◆ Written instruction A ◆
Collect every line in the rows that contains the string "green", treating uppercase and lowercase as different.

◆ Document extract ◆
>>>

Here's a little back story, when I was dating my ex she was obsessed with her own ex...desperately still in love. She subconsciously compared me to him and probably expected me to be him. I should have seen the warning signs (I'm ashamed to say there were plenty) and packed my bags sooner.

 

Thankfully we weren't together for a great deal of time and it didn't get too serious. But that relationship has scarred me a little bit/a lot and now I cannot stand hearing about ex's or knowing anything about them; what they look like, their name etc etc.

 

This brings me to my current dilemma, my current girlfriend and I have been dating for coming up to 2 years now and things have been great so far. But the other day in work one of the guys was facebooking her, not being fb friends he couldn't see many photos. So it didn't take long for old photos to crop up and you guessed it: photos of her and her ex.

<<<

◆ Coordinate labeling data ◆

>>>

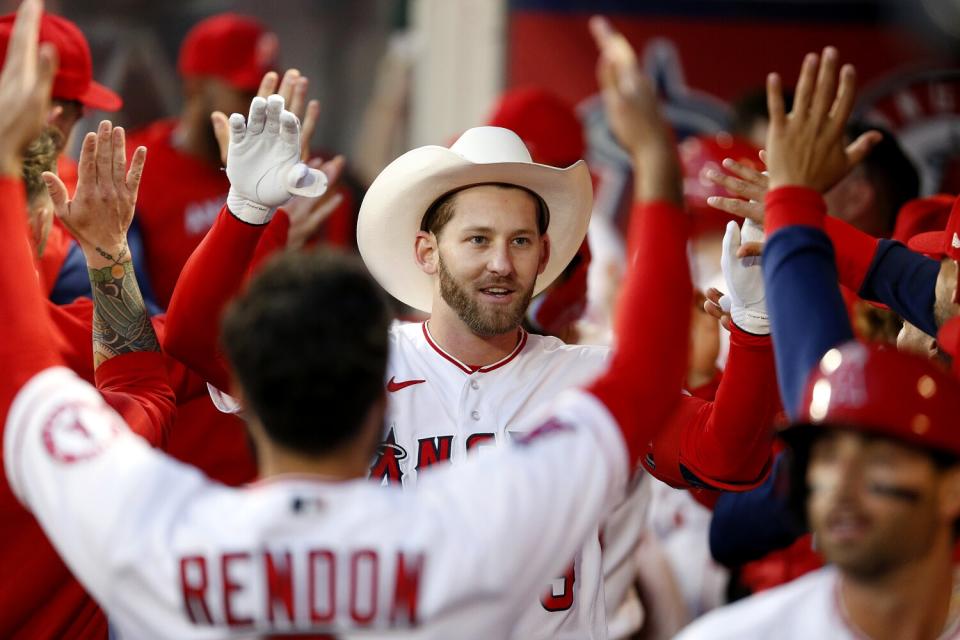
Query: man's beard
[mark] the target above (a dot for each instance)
(485, 321)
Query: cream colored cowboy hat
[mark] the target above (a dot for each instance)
(396, 202)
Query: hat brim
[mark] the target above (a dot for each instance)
(930, 243)
(394, 206)
(99, 97)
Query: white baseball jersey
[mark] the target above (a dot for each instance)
(170, 554)
(808, 607)
(440, 409)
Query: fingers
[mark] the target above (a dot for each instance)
(238, 128)
(308, 124)
(736, 206)
(775, 102)
(87, 165)
(736, 186)
(857, 150)
(298, 98)
(750, 250)
(268, 85)
(104, 155)
(826, 89)
(136, 171)
(290, 79)
(746, 172)
(257, 117)
(274, 109)
(58, 191)
(289, 129)
(843, 105)
(803, 96)
(119, 152)
(221, 131)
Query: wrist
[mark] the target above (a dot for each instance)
(107, 254)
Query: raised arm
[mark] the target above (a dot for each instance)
(99, 216)
(805, 153)
(26, 347)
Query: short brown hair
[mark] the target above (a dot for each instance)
(40, 155)
(442, 209)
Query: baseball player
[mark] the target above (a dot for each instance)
(171, 554)
(470, 378)
(874, 443)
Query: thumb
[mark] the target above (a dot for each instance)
(58, 191)
(221, 131)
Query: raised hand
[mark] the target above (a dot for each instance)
(101, 210)
(263, 162)
(806, 147)
(746, 298)
(633, 114)
(25, 84)
(307, 214)
(293, 88)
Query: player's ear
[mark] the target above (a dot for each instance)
(426, 252)
(544, 253)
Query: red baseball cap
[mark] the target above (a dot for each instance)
(548, 126)
(876, 389)
(941, 244)
(707, 151)
(949, 340)
(921, 215)
(234, 48)
(74, 79)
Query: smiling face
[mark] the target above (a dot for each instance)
(486, 257)
(874, 504)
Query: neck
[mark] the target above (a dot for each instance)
(912, 601)
(456, 338)
(192, 134)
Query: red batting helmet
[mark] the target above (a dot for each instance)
(876, 389)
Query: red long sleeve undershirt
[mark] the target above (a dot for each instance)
(210, 279)
(26, 346)
(642, 384)
(726, 444)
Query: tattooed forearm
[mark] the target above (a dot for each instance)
(120, 322)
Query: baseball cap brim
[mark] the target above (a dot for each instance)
(930, 243)
(99, 97)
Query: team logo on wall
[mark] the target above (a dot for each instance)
(689, 110)
(923, 109)
(78, 432)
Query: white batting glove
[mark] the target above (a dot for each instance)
(746, 299)
(263, 162)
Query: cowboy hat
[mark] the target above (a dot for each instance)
(392, 211)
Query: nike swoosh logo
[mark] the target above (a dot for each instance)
(394, 386)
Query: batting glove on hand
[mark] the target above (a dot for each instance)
(746, 299)
(263, 162)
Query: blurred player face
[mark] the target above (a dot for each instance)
(489, 256)
(875, 505)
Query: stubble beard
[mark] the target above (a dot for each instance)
(485, 321)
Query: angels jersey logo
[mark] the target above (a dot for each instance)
(386, 466)
(77, 432)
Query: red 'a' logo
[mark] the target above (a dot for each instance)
(387, 463)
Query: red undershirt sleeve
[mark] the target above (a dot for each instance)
(211, 278)
(643, 382)
(27, 345)
(135, 385)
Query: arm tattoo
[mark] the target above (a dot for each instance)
(120, 322)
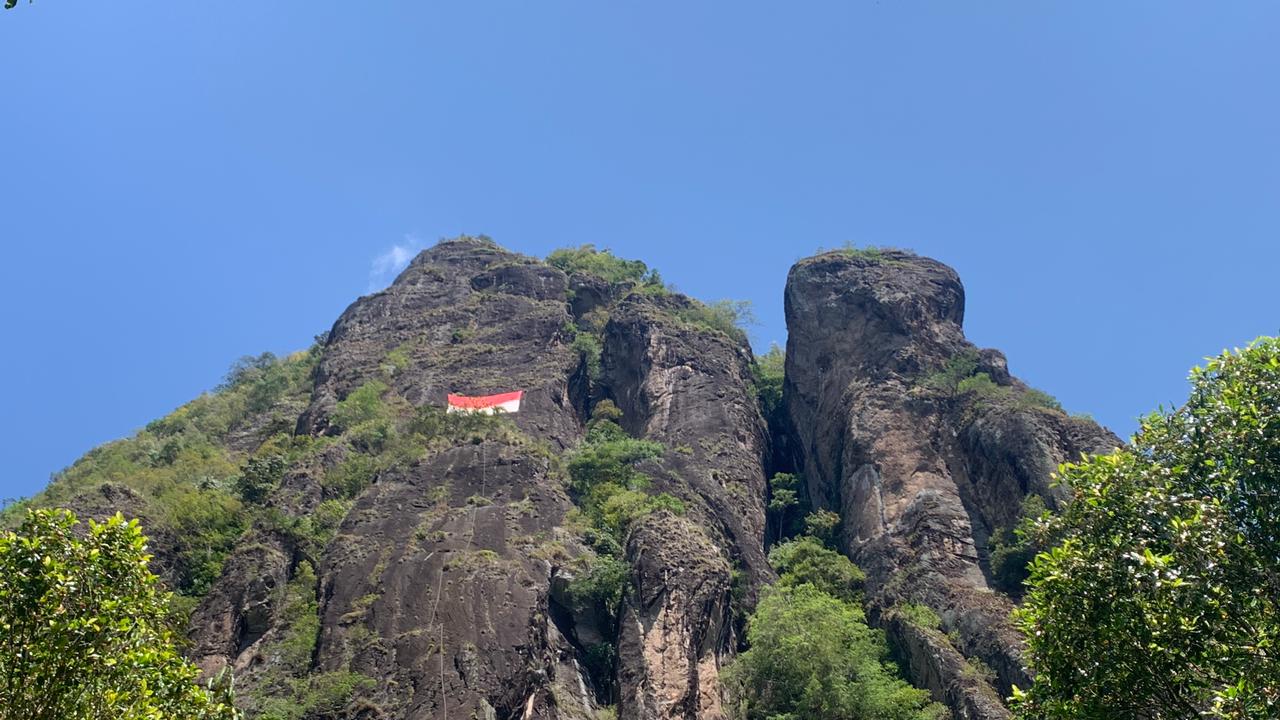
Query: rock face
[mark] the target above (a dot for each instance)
(444, 580)
(435, 582)
(920, 477)
(690, 390)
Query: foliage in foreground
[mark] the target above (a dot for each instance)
(1161, 597)
(196, 490)
(83, 628)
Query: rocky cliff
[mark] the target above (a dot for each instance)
(387, 560)
(920, 469)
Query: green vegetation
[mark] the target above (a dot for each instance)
(869, 253)
(960, 367)
(808, 561)
(823, 524)
(1161, 595)
(324, 695)
(768, 374)
(784, 499)
(288, 689)
(919, 615)
(812, 654)
(1013, 548)
(85, 628)
(725, 317)
(960, 378)
(589, 347)
(191, 486)
(603, 264)
(611, 495)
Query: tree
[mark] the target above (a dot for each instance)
(807, 560)
(83, 628)
(784, 496)
(1160, 596)
(812, 655)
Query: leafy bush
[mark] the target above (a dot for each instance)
(1013, 548)
(609, 456)
(920, 615)
(813, 655)
(603, 264)
(808, 561)
(979, 386)
(600, 584)
(1161, 596)
(1032, 397)
(321, 696)
(822, 524)
(768, 374)
(86, 630)
(959, 368)
(361, 405)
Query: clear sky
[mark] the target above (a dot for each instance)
(190, 182)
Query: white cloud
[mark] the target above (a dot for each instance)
(389, 264)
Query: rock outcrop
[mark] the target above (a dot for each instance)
(434, 578)
(920, 474)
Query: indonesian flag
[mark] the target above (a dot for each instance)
(488, 404)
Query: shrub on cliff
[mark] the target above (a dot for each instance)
(813, 655)
(1161, 597)
(603, 264)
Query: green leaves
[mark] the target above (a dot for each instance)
(85, 624)
(813, 655)
(1161, 597)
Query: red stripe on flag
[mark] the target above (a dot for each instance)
(480, 402)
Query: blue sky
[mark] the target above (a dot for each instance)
(190, 182)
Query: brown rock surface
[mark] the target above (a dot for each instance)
(920, 479)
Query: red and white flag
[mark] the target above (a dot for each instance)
(487, 404)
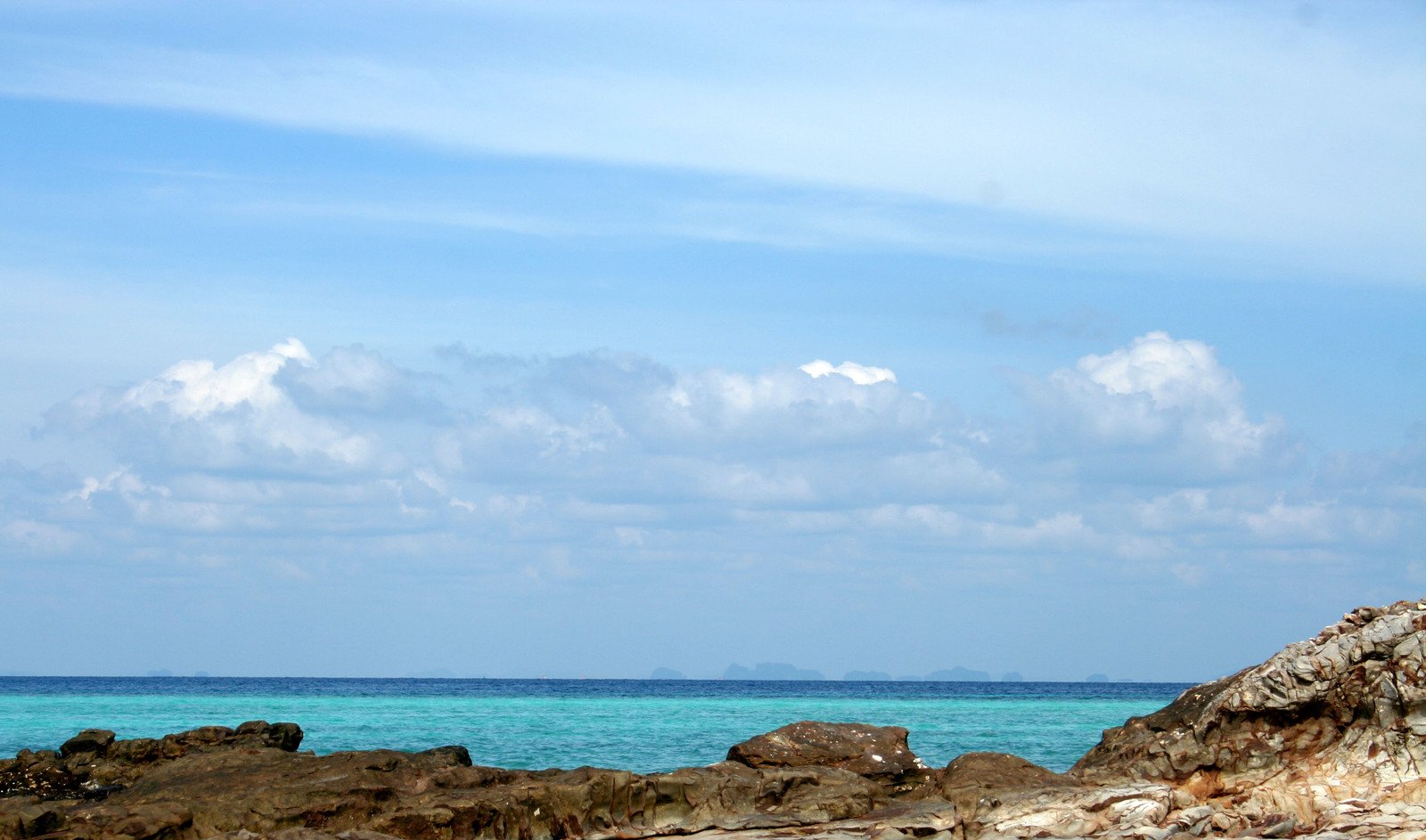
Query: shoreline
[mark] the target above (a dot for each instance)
(1326, 739)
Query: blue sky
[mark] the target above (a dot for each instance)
(382, 338)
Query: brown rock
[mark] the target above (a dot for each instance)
(867, 750)
(980, 780)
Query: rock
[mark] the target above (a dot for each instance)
(90, 740)
(36, 820)
(983, 780)
(867, 750)
(1323, 740)
(1335, 709)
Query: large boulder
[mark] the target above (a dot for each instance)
(866, 750)
(1347, 706)
(1326, 740)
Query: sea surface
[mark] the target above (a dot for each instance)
(634, 725)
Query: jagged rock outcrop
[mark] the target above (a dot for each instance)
(1326, 740)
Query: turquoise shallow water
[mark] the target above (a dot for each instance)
(636, 725)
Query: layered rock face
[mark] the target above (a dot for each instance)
(1326, 739)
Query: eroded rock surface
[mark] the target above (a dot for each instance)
(1323, 740)
(879, 752)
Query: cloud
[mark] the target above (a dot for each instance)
(1195, 125)
(1083, 324)
(233, 417)
(1159, 405)
(1141, 457)
(859, 374)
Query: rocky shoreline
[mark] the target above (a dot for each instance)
(1326, 739)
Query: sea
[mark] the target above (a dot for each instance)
(634, 725)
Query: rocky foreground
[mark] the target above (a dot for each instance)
(1326, 739)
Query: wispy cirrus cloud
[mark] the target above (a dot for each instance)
(1104, 121)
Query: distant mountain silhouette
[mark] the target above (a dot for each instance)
(867, 676)
(770, 671)
(959, 675)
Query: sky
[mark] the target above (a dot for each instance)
(588, 338)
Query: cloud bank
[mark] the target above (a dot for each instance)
(1144, 455)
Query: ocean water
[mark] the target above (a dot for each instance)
(634, 725)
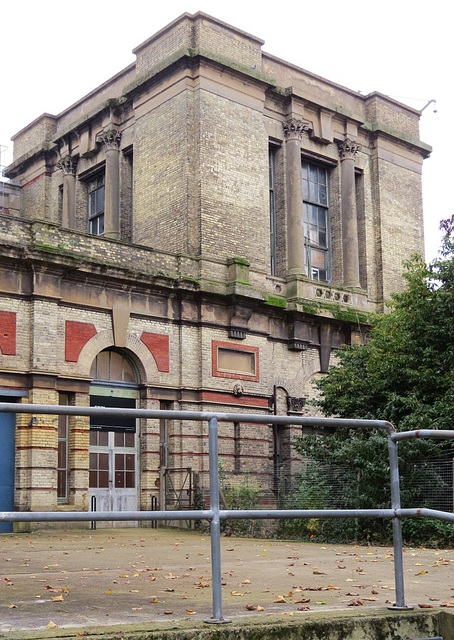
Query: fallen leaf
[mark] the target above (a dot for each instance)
(59, 598)
(356, 602)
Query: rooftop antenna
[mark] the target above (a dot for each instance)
(2, 181)
(430, 102)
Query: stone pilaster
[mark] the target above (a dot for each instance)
(68, 165)
(347, 151)
(293, 132)
(110, 139)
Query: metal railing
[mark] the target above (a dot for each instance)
(215, 514)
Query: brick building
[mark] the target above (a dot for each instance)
(200, 232)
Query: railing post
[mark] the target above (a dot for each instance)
(93, 508)
(215, 524)
(397, 527)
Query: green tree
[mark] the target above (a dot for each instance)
(403, 374)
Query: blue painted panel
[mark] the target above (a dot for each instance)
(7, 431)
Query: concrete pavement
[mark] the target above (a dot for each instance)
(77, 578)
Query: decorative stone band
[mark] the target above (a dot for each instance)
(295, 405)
(295, 127)
(110, 138)
(68, 165)
(348, 149)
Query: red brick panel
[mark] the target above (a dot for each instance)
(77, 334)
(8, 333)
(158, 345)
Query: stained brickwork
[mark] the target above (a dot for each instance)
(187, 267)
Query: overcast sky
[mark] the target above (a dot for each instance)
(53, 53)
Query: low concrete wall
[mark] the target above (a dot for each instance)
(411, 625)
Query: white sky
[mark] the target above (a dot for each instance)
(55, 52)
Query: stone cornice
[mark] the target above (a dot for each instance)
(68, 165)
(348, 149)
(110, 138)
(295, 127)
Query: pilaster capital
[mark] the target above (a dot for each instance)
(295, 127)
(110, 138)
(348, 149)
(68, 165)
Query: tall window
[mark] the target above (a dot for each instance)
(272, 178)
(96, 192)
(316, 221)
(62, 464)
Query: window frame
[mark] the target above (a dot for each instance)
(63, 460)
(219, 372)
(319, 205)
(96, 185)
(272, 149)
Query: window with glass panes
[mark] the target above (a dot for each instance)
(316, 221)
(62, 464)
(272, 173)
(96, 192)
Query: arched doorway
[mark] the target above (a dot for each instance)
(114, 440)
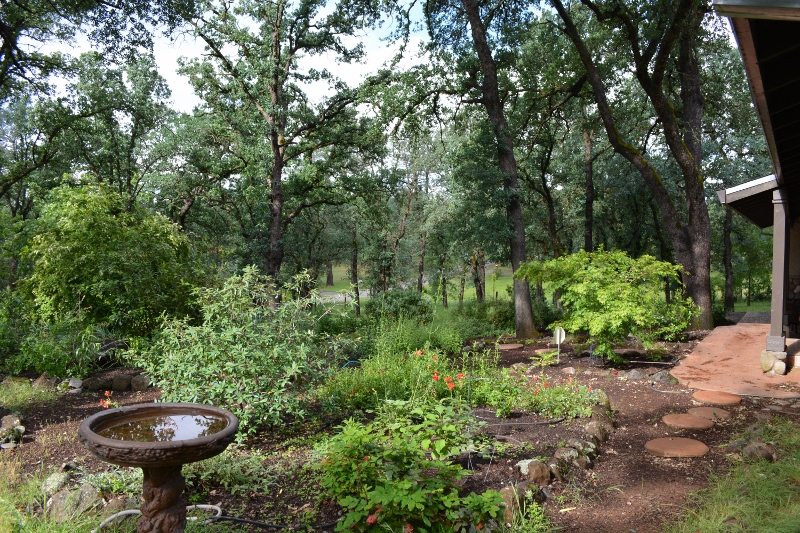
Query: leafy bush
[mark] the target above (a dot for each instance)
(62, 348)
(497, 313)
(610, 296)
(386, 481)
(569, 399)
(92, 257)
(256, 361)
(237, 471)
(400, 303)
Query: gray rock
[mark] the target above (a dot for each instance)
(62, 506)
(598, 430)
(664, 377)
(538, 473)
(567, 455)
(95, 384)
(759, 450)
(636, 375)
(121, 383)
(140, 383)
(12, 420)
(54, 483)
(45, 382)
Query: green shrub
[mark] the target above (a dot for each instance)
(64, 348)
(398, 303)
(256, 361)
(610, 296)
(92, 257)
(385, 481)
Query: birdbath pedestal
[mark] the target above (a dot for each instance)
(159, 438)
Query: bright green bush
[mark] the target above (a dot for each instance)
(91, 256)
(610, 296)
(386, 481)
(257, 361)
(398, 303)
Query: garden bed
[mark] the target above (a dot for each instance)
(626, 490)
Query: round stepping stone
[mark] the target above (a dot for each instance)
(676, 447)
(717, 398)
(712, 413)
(505, 347)
(687, 421)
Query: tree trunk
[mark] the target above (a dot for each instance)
(354, 276)
(726, 259)
(421, 266)
(588, 210)
(690, 235)
(329, 273)
(463, 283)
(525, 327)
(478, 280)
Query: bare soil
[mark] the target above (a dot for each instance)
(627, 490)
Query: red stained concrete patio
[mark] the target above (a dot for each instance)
(728, 360)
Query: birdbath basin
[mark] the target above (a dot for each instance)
(159, 438)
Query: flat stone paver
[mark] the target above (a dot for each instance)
(687, 421)
(505, 347)
(712, 413)
(717, 398)
(676, 447)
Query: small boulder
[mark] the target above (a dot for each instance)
(95, 384)
(759, 450)
(45, 382)
(140, 383)
(121, 383)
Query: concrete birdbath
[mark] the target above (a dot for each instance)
(159, 438)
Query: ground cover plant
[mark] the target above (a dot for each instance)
(610, 295)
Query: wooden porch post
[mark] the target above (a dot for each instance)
(776, 341)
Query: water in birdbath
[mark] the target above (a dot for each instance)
(163, 428)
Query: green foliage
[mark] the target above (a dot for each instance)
(498, 313)
(117, 480)
(398, 303)
(62, 348)
(239, 472)
(610, 296)
(386, 481)
(257, 361)
(569, 399)
(111, 266)
(761, 495)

<<<

◆ Written instruction B ◆
Copy the dating post above word for word, from "Here's a little" to "name etc etc.".

◆ Exercise response A ◆
Query: green vegetation
Query: green leaves
Query: green tree
Query: green shrub
Query: bright green bush
Query: green foliage

◆ Exercise response B ◆
Here's a little back story, when I was dating my ex she was obsessed with her own ex...desperately still in love. She subconsciously compared me to him and probably expected me to be him. I should have seen the warning signs (I'm ashamed to say there were plenty) and packed my bags sooner.

 

Thankfully we weren't together for a great deal of time and it didn't get too serious. But that relationship has scarred me a little bit/a lot and now I cannot stand hearing about ex's or knowing anything about them; what they look like, their name etc etc.